Excerpted data:

## begin

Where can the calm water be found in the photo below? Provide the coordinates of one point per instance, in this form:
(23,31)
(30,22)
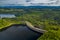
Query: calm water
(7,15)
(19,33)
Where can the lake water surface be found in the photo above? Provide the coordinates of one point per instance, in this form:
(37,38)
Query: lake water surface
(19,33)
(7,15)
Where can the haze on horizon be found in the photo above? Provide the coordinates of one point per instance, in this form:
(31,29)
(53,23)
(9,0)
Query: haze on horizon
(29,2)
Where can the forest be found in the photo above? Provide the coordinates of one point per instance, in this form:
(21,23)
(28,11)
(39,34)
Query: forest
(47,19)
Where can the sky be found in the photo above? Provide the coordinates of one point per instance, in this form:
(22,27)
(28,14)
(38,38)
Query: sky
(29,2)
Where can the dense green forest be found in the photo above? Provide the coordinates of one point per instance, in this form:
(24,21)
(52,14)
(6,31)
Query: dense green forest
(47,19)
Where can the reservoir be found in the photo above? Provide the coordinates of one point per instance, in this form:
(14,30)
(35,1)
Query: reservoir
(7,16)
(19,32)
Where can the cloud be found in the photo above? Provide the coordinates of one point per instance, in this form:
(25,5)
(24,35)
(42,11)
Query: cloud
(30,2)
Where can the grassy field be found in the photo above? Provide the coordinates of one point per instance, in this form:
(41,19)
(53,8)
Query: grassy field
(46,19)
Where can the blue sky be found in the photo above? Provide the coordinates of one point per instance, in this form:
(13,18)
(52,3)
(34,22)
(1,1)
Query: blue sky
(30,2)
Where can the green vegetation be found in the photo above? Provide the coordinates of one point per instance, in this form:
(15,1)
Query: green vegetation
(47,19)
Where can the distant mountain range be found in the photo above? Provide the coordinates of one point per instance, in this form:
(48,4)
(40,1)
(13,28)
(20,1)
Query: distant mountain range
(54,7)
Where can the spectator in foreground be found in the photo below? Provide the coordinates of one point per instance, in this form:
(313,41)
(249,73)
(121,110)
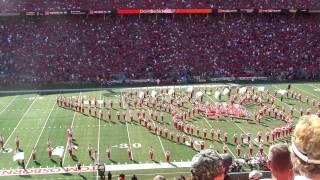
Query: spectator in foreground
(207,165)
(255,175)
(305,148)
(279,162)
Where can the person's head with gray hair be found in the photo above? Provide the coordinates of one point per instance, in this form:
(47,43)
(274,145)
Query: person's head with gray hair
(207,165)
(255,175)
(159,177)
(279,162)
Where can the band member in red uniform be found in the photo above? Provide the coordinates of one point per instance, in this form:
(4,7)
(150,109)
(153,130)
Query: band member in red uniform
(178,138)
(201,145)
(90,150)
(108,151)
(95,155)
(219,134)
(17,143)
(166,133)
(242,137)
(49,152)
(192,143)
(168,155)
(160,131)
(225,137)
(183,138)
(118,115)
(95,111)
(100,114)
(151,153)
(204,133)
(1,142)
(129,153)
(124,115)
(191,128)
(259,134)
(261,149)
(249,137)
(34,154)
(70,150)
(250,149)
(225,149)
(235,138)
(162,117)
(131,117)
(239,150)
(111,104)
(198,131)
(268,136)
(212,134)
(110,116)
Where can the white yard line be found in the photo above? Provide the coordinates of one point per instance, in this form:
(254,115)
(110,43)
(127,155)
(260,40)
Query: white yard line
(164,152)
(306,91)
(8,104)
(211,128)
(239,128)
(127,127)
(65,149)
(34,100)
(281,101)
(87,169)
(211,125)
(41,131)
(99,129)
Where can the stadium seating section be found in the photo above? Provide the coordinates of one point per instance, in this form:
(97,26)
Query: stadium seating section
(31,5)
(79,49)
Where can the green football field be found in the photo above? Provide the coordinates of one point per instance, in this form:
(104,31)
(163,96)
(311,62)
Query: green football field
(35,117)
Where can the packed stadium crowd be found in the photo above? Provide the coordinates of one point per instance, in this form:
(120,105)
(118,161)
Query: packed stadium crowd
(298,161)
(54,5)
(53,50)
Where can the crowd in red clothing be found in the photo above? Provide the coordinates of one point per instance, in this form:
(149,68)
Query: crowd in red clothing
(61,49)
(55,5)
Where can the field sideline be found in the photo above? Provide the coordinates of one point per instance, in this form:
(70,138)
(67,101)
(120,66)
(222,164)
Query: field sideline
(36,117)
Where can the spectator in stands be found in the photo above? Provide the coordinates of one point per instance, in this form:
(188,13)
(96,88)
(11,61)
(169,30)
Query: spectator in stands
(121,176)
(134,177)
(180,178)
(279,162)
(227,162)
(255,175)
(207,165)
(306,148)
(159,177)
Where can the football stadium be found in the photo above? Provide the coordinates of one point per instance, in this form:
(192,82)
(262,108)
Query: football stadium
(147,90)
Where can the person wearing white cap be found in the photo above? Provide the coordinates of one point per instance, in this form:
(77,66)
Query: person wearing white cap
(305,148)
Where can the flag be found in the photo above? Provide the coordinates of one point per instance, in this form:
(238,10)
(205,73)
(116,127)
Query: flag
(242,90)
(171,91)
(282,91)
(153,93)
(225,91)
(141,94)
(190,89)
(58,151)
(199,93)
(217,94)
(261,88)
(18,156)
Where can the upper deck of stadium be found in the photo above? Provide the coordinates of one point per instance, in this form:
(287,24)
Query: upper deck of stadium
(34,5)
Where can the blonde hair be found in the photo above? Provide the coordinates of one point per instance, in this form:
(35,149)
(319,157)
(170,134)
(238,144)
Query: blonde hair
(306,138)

## end

Reproduce word for word every line from the one containing "Where can the spectator in stands" through the final line of the entries, including both of those lines.

Full answer:
Where can the spectator in stands be found in the photo above? Provide the coordinates of one point per instance, in this form:
(188,13)
(96,88)
(11,61)
(169,30)
Query: spectator in stands
(121,176)
(134,177)
(180,178)
(279,162)
(227,162)
(255,175)
(207,165)
(306,148)
(159,177)
Where can the football stadium be found in the photo above? Provide the coordinates of one point per instance, in this form:
(192,82)
(262,108)
Query: football stadium
(147,90)
Where can the person wearing white cap be found in the photo above? Provide the coordinates of one point per instance, in this form:
(77,66)
Query: person wearing white cap
(305,148)
Where can the flag be found in the photo above? Provide the coordinates of one point per instance, in this form:
(238,10)
(205,73)
(116,127)
Query: flag
(242,90)
(171,91)
(282,91)
(153,93)
(225,91)
(141,94)
(190,89)
(58,151)
(199,93)
(217,94)
(261,88)
(18,156)
Where can the upper deck of stadium be found in the photo above? Provide the coordinates of one point per instance, in this form:
(287,24)
Query: upper deck of stadium
(34,5)
Where can the blonde hair be found in the photo above? Provide the coordinates of one point per instance, in this form:
(35,149)
(319,157)
(170,134)
(238,144)
Query: blonde hair
(306,138)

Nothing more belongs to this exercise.